--- START Exercise materials ---

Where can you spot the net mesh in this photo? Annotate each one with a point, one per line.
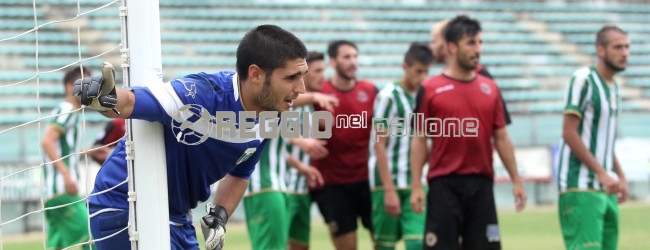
(39, 42)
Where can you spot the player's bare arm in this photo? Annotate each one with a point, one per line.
(419, 157)
(391, 200)
(99, 93)
(504, 147)
(327, 102)
(314, 177)
(579, 149)
(623, 190)
(49, 143)
(315, 148)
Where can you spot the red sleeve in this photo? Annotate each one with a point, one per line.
(499, 114)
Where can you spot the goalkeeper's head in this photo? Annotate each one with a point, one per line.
(71, 75)
(271, 64)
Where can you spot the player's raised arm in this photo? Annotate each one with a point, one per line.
(504, 147)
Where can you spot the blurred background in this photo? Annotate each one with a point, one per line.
(531, 48)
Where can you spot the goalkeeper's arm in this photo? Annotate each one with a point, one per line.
(99, 93)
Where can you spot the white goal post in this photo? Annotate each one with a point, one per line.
(142, 66)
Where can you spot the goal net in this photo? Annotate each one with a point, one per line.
(40, 41)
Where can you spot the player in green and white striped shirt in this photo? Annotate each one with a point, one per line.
(67, 225)
(277, 202)
(590, 178)
(389, 163)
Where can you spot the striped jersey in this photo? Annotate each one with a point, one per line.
(273, 173)
(596, 104)
(393, 102)
(67, 122)
(197, 155)
(294, 181)
(269, 171)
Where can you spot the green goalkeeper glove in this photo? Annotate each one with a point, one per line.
(98, 92)
(213, 226)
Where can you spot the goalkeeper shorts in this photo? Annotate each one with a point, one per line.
(106, 223)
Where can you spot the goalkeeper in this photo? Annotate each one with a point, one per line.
(270, 69)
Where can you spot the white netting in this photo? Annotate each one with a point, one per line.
(39, 42)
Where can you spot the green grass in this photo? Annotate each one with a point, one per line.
(535, 228)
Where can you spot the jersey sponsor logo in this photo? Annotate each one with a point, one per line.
(195, 127)
(362, 96)
(485, 88)
(430, 239)
(445, 88)
(190, 87)
(247, 154)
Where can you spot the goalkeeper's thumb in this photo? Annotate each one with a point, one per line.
(213, 226)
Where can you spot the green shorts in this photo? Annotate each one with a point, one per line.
(589, 220)
(299, 209)
(389, 230)
(266, 220)
(68, 225)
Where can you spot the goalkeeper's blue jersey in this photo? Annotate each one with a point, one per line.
(196, 156)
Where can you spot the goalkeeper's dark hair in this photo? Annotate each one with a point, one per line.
(333, 47)
(460, 26)
(602, 37)
(419, 52)
(315, 56)
(75, 73)
(269, 47)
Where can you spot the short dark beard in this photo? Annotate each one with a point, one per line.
(466, 65)
(611, 65)
(342, 74)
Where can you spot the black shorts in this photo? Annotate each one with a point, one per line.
(461, 214)
(342, 204)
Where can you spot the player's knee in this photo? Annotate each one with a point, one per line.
(413, 244)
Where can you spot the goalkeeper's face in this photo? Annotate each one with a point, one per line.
(282, 86)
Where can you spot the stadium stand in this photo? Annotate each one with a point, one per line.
(531, 48)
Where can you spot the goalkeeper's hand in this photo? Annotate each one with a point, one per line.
(98, 92)
(213, 226)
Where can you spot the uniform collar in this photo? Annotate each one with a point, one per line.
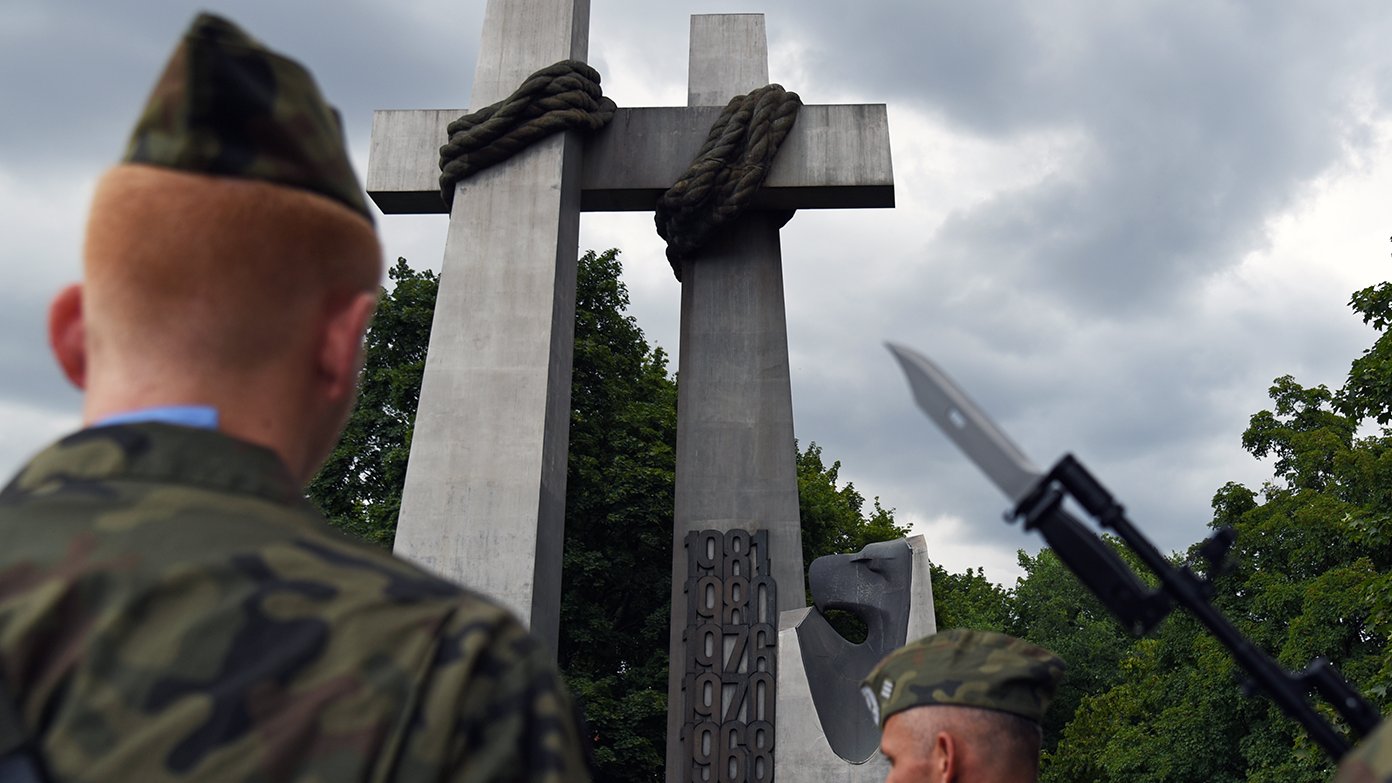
(159, 453)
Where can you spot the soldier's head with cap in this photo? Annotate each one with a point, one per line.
(962, 705)
(230, 258)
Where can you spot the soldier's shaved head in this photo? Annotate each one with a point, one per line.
(961, 743)
(215, 273)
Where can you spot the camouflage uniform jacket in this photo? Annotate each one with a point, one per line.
(1370, 761)
(171, 608)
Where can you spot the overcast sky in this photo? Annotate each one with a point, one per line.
(1115, 223)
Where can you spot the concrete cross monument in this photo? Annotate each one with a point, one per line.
(486, 479)
(737, 482)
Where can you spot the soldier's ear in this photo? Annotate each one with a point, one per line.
(340, 349)
(67, 333)
(947, 758)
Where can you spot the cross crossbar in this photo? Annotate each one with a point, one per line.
(834, 158)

--- END Exercise materials ---

Work to complete:
Retype every one of the entries above verbatim, omitting the pictures.

Answer to this problem:
Where can you spot the net mesh in this photo? Annotate each one with a point, one per line.
(39, 42)
Where can you spot the player's bare arm in this photo? Annotate each one with a point, one per line.
(419, 157)
(391, 200)
(99, 93)
(504, 147)
(327, 102)
(314, 177)
(579, 149)
(623, 190)
(49, 143)
(315, 148)
Where can you spot the red sleeve in this photo? Annotate each one with a point, one per line.
(499, 114)
Where can you spot the goalkeeper's head in this photo? Annotate each one with a point, one per line.
(71, 75)
(271, 64)
Where can you spot the player's raised arm in this photo? Annotate each one with a point, one per line.
(504, 147)
Where can you spot the blurred background in this photo? Annotate each one with a point, one per line.
(531, 48)
Where can you spot the goalkeeper's arm in this photo? Annotate each one with a point, one per line.
(99, 93)
Where can you spot the white goal post in this photo? Annotate each one with a point, one per line.
(142, 66)
Where can you spot the goal net in this photo? Annotate each one with a point, one per line.
(40, 41)
Where can you spot the player in green and white striped shirt in this photo? Annotate each one with a point, one per line.
(67, 225)
(277, 202)
(590, 178)
(389, 163)
Where can you spot the striped jersey in this photo? Annotate each one with a point, one per line.
(273, 173)
(596, 104)
(393, 102)
(67, 122)
(197, 155)
(294, 181)
(269, 171)
Where can you spot the green goalkeeper glove in this photo? Annotate each one with a point, one per line.
(98, 92)
(213, 226)
Where can you spot the goalkeeper shorts in this photo? Annotate each one with a point, one per line.
(106, 223)
Where can you spot the goalkeeper in this photo? Annotate each one with a point, one per line.
(270, 69)
Where can you spot the white netting in this photo? Annotate each one with a point, one per line.
(39, 42)
Where can you spot the green grass in this photo? Annotate each one with a point, one per line.
(535, 228)
Where can you spot the jersey sponsor logo in this photo? Annotate each one with a point, one per line.
(195, 127)
(362, 96)
(485, 88)
(430, 239)
(445, 88)
(190, 87)
(247, 154)
Where can you spot the goalkeeper's thumb in this photo? Annotate each one with a point, one per line.
(213, 226)
Where can you spot the green shorts in this photo? Annotate each one with a point, one per line.
(589, 220)
(299, 209)
(389, 230)
(266, 220)
(68, 225)
Where can you spot the goalkeeper's blue jersey in this photo? Annotate each one with a point, one per line.
(196, 156)
Where can you spot the goalkeeper's dark hair in this photo? Annotate each one with a point, one per line.
(333, 47)
(460, 26)
(602, 37)
(419, 52)
(315, 56)
(75, 73)
(269, 47)
Where can you spot the short dark beard in this photo? Annotate each one with a point, one per line.
(466, 65)
(611, 65)
(342, 74)
Where can you spot the black shorts in this photo? Annotate each one with a point, one per line.
(461, 214)
(342, 204)
Where can you spot the player's knee in this photo? Annotate each one with a point, one per line.
(413, 244)
Where can you spot the goalkeeper's face in this photo? Annotate each one with a point, one per line.
(282, 86)
Where can you spot the stadium stand in this photo? Annotate each one with a point, one per line.
(531, 48)
Where can you spot the goalkeeper's hand in this photo? Annotate each one with a point, one per line.
(98, 92)
(213, 226)
Where can you spot the uniform collar in this photo? Annotate each one with a point, one per line.
(159, 453)
Where can you spot the soldier's head with cap in this photo? Annotate each one with a point, one per line.
(962, 705)
(230, 258)
Where can you spot the soldier's shaved head in this photo? Annotate each one with a point, one per line.
(961, 743)
(215, 273)
Where can you spot the camouflage uniform jacket in this photo? Annotate each one with a point, one per line.
(1370, 761)
(171, 608)
Where can you spot the overcast sky in this photo? Annotate each one with a point, one per line.
(1115, 223)
Where can you spot the concrete cross monument in this photo? Annotate each one with a point, one per line.
(486, 479)
(737, 482)
Where can you spot the soldier's ear in this photo? Annotate each one with a point, one per line.
(340, 349)
(67, 333)
(947, 758)
Where can you spot the cross crossbar in this photo? Annotate each one with a point, one per line.
(834, 158)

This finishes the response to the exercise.